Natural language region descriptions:
• • • • • • •

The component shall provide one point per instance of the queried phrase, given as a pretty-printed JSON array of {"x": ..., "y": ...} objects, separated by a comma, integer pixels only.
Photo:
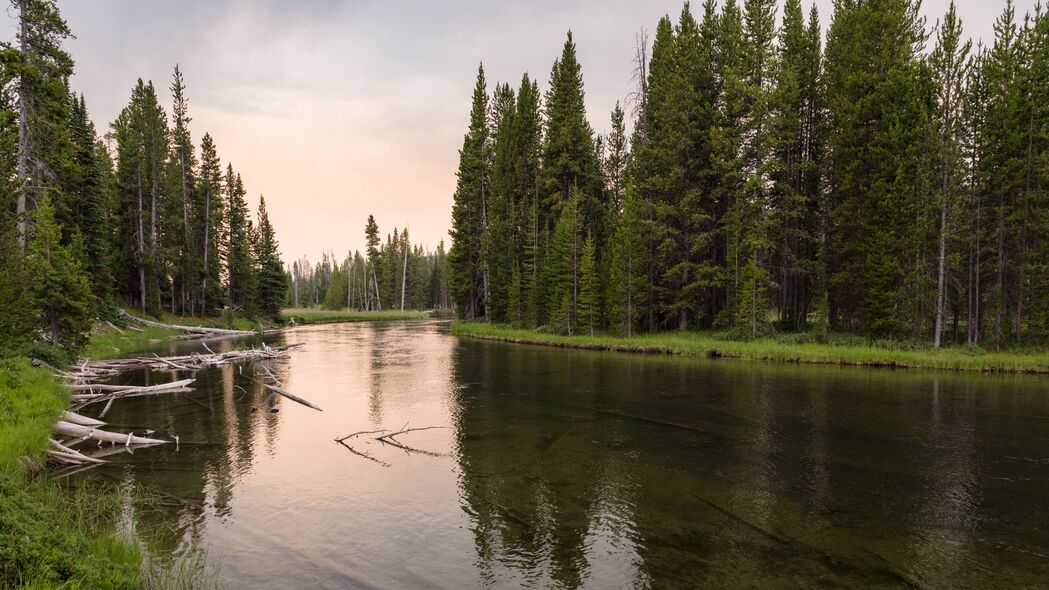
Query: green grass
[
  {"x": 106, "y": 342},
  {"x": 786, "y": 350},
  {"x": 312, "y": 315},
  {"x": 51, "y": 536}
]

• • • • • • •

REQUIREMENT ▸ Each entry above should be returned exactly as written, minus its pictures.

RESULT BELOW ▸
The component shall provide one point per instance of the queried phrase, given as a pretty-printed JSON array of {"x": ..., "y": ...} objects, separated by a comma, integer pixels only.
Photo:
Query: green grass
[
  {"x": 106, "y": 342},
  {"x": 786, "y": 350},
  {"x": 312, "y": 315},
  {"x": 51, "y": 536}
]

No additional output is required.